EXTRACT TO READ:
++++
6

I understand that there is a thread discussing a similar issue here:

How to efficiently search a set of vectors for a vector which is the closest match

But my problem is slightly different - and hopefully easier.

Given a set of vectors of the same dimension, e.g.,

[2, 3, 5, 9]

[12, 9, 2, 8]

[45, 1, 0, 1]

And a query vector [1, 4, 7, 2], I would like an algorithm that returns [2, 3, 5, 9] as the closest matching vector because it has the lowest sum of elementwise difference, i.e., (1-2) + (4-3) + (7-5) + (2-9) = -5

One way would be to pre-compute the pairwise 'similarity' but the computation is very heavy, given that I will have more than 5000 vectors so 250,000 comparisons.
++++
SOURCE DATA:
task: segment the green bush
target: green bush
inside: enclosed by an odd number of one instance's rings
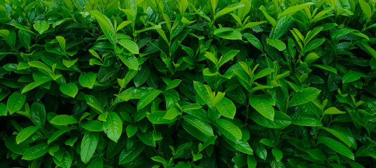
++++
DESCRIPTION OF THE TASK:
Please reproduce the part of the passage on finding the closest vector between "I understand that" and "and hopefully easier.", inclusive. The lines come from a source unrelated to the passage on finding the closest vector.

THE RESULT:
I understand that there is a thread discussing a similar issue here:

How to efficiently search a set of vectors for a vector which is the closest match

But my problem is slightly different - and hopefully easier.